### SOURCE PASSAGE
────────

Previous experience had shown that even expert horticulturists cannot readily recognise every plant from photographs, and want to examine the leaves and flowers and form of the real plant. It became apparent that a separate process was necessary to log information about the plants visible within the video images. Thus the purpose of the geometric surveys was to 'map' locational information about plants, trees and hard landscape features within the field of view of each camera, into the GIS from which the VRML (Virtual Reality Modelling Language) 3D Web-based models are generated. Hyperlinked pages of plant information are generated from the GIS attached to the 3D elements in the VRML model. The same instructions used to control the video camera are to be used to instruct the VRML model to show the same view, in a companion frame to the video image. Clicking on elements in the model enables comparative identification of the elements visible in the video. (Common plant names in French and English are linked by the Latin name as a key to assist identification despite the different languages involved).
Compaq IPAQs were acquired for the task of hand-held plant data logging at each site, with ESRI Arcpad GIS software (on investigation found more usable than the comparable Mapinfo pocket PC product). These have both wireless networking connection and docking station transfer of data to and from the server. The Arcpad software has been loaded with spatial mapping of both gardens and with templates developed for logging the location, characteristics, and spread at different seasons of each distinctive plant feature. GIS standards for exchange are robust enough for it to be simple to exchange mapping and data between Arcpad on the IPAQ (or Desktop) and Mapinfo at UWE. However garden staff have proved reluctant to embrace technology to this extent, and have been more comfortable with paper based maps and forms, from which the data has been transcribed onto computer later.

────────

Rows from a dataset
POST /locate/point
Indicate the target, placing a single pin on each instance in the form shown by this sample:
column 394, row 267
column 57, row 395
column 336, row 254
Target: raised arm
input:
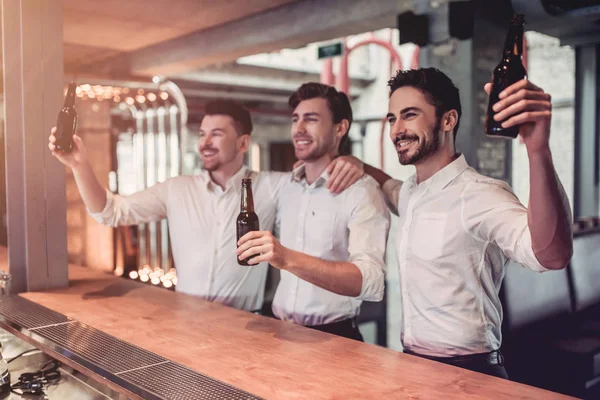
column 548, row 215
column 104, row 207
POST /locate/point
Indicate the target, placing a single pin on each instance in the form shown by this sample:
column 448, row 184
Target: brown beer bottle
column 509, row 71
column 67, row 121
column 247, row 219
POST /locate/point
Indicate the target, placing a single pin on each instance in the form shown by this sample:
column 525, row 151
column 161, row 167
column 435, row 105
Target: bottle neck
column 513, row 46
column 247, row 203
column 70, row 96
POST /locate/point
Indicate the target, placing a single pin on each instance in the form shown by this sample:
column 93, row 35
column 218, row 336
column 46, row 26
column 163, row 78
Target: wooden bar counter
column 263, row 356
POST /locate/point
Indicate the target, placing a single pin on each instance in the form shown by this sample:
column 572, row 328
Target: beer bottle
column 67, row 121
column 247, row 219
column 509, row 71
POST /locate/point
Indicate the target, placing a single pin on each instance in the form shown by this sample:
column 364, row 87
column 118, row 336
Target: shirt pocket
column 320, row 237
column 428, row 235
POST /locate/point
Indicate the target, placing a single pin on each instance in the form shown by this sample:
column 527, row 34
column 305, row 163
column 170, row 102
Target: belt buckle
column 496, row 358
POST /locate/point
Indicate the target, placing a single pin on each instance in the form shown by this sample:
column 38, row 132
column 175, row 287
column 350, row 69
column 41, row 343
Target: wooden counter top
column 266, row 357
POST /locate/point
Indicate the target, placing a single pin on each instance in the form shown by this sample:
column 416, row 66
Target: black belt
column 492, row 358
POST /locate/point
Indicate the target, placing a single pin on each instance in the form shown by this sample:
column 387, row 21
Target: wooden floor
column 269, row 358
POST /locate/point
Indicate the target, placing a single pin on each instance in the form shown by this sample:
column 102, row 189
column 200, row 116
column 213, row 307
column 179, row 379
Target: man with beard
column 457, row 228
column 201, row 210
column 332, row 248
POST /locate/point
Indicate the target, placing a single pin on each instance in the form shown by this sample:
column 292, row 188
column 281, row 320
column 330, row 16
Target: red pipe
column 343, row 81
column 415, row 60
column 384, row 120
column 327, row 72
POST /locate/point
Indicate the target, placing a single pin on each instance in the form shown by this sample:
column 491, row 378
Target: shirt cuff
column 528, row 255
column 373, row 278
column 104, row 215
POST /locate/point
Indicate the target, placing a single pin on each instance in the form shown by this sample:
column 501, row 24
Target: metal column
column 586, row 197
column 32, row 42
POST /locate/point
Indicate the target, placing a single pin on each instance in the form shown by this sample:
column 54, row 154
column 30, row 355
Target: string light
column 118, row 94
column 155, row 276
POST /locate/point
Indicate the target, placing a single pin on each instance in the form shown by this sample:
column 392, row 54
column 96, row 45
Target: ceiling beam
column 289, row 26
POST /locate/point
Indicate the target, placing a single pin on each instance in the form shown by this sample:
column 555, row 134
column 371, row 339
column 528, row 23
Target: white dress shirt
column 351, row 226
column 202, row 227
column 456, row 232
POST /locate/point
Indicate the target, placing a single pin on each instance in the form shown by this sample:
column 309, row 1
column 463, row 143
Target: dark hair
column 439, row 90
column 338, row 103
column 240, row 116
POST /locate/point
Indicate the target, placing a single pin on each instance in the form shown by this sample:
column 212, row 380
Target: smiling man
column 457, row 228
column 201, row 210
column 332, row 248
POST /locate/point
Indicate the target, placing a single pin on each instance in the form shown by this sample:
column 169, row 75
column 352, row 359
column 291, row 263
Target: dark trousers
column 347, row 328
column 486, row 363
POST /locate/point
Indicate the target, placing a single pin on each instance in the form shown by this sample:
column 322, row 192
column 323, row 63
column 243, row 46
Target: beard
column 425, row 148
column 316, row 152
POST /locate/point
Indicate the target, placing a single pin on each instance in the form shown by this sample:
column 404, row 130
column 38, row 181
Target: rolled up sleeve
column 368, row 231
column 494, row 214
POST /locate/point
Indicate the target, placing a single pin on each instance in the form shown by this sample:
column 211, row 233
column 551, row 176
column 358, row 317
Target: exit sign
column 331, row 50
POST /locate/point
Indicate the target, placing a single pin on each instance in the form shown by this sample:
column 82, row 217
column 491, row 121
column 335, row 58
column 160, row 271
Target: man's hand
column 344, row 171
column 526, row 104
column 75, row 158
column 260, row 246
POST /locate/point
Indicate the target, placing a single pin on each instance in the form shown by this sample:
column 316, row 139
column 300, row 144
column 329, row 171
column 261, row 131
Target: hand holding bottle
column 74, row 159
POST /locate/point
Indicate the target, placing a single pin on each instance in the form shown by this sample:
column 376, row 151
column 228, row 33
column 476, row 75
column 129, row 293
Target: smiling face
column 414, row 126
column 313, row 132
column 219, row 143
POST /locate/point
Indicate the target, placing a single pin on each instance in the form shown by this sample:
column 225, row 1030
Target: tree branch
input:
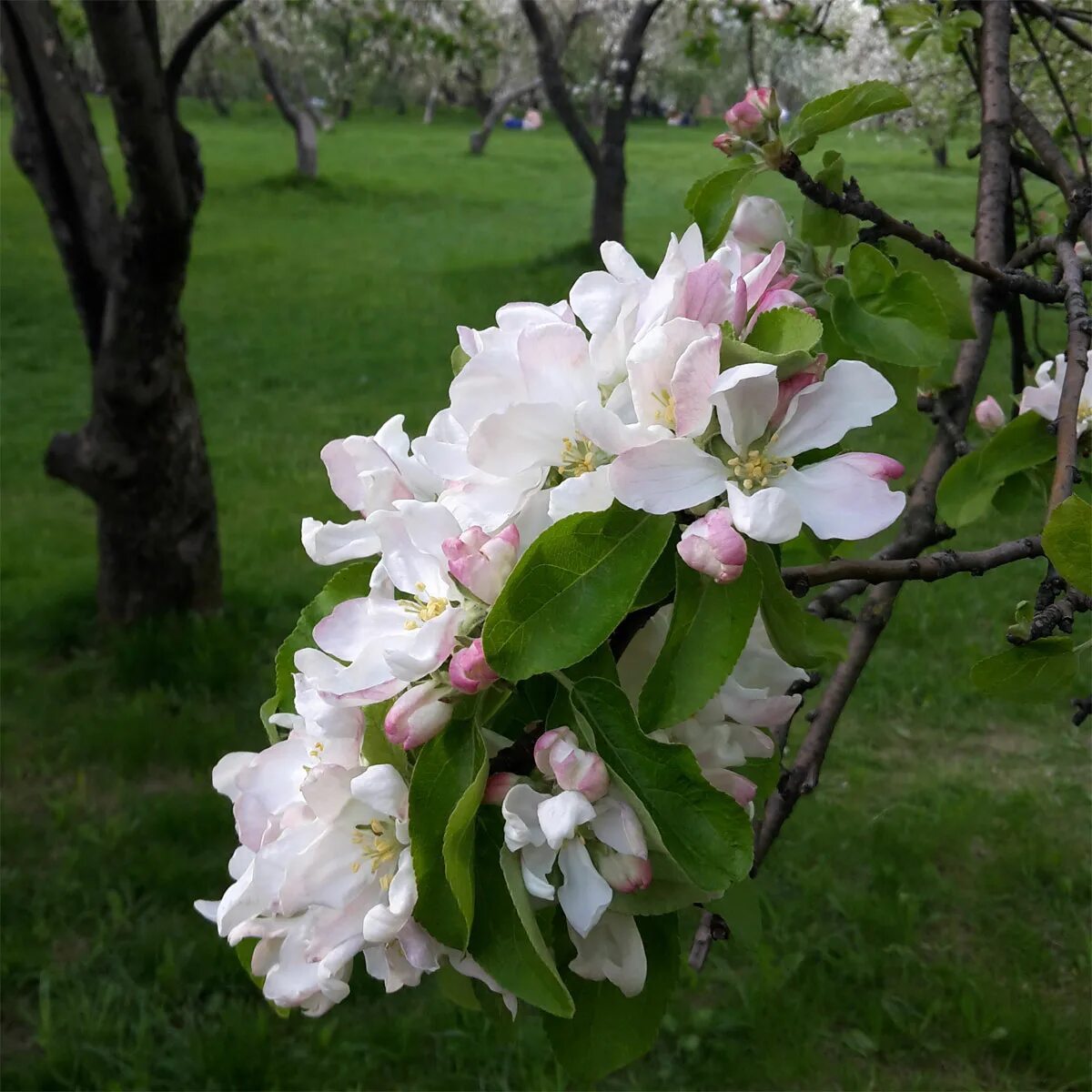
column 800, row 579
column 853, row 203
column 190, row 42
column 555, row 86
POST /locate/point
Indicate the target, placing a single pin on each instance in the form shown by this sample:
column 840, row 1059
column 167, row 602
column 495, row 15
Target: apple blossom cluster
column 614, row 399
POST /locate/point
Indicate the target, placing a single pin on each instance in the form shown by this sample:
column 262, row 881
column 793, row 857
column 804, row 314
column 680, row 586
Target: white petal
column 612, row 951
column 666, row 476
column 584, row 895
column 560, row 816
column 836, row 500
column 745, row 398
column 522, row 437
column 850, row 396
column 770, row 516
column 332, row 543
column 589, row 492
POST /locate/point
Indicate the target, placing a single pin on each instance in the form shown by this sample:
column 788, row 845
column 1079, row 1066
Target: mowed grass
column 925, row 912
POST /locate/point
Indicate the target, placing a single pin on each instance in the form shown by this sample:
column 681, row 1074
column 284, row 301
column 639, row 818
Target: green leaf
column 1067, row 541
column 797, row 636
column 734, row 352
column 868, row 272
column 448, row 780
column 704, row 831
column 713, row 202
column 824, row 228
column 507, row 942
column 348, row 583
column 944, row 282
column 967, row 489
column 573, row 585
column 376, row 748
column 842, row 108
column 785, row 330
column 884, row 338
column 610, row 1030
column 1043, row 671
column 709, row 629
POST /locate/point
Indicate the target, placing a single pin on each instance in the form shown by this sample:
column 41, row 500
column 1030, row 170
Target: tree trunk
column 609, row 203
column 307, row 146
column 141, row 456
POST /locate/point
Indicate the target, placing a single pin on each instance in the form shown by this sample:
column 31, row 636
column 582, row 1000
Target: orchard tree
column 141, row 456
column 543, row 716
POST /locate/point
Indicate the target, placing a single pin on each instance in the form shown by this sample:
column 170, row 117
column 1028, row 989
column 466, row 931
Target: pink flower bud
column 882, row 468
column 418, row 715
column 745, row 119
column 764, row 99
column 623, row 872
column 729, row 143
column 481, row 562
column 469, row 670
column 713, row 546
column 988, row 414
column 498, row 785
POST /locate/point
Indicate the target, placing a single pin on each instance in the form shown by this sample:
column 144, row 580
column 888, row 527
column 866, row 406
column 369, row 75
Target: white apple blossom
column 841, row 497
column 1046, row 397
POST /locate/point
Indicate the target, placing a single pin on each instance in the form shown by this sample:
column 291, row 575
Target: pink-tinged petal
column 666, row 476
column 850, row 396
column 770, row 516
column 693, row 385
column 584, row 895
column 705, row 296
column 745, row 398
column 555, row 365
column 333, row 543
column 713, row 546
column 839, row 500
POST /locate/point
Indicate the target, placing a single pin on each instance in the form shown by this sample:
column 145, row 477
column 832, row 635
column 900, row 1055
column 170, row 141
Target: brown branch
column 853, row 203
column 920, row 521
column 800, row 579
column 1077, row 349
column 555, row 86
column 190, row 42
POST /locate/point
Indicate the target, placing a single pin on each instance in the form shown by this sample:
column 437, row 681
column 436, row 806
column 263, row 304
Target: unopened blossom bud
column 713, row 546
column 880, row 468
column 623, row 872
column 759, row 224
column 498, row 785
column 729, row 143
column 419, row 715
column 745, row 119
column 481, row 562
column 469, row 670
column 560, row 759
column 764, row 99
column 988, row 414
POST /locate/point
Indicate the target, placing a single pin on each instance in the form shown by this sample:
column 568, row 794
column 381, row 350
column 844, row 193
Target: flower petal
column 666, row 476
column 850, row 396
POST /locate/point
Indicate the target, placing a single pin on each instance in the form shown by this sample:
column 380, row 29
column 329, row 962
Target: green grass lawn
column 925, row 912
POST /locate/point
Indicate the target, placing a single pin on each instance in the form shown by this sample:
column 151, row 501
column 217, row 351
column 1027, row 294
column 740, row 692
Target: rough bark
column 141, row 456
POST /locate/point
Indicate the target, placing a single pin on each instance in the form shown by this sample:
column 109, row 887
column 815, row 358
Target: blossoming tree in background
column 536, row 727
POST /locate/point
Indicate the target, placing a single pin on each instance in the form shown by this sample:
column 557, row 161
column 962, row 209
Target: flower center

────────

### TASKS AND EXERCISES
1. Decide whether each statement agrees with the passage on the garden surveys, answering yes or no and quoting the deciding words: (a) Arcpad was judged more usable than the comparable Mapinfo pocket PC product. (b) Garden staff readily took to logging plant data on the hand-held devices. (c) French and English common plant names are linked by the Latin name.
2. From the garden-survey passage, extract the words from "Compaq IPAQs were" to "onto computer later." without any change.

### THE RESULTS
1.
(a) Yes: "on investigation found more usable than the comparable Mapinfo pocket PC product"
(b) No: "garden staff have proved reluctant to embrace technology to this extent"
(c) Yes: "Common plant names in French and English are linked by the Latin name as a key"

2.
Compaq IPAQs were acquired for the task of hand-held plant data logging at each site, with ESRI Arcpad GIS software (on investigation found more usable than the comparable Mapinfo pocket PC product). These have both wireless networking connection and docking station transfer of data to and from the server. The Arcpad software has been loaded with spatial mapping of both gardens and with templates developed for logging the location, characteristics, and spread at different seasons of each distinctive plant feature. GIS standards for exchange are robust enough for it to be simple to exchange mapping and data between Arcpad on the IPAQ (or Desktop) and Mapinfo at UWE. However garden staff have proved reluctant to embrace technology to this extent, and have been more comfortable with paper based maps and forms, from which the data has been transcribed onto computer later.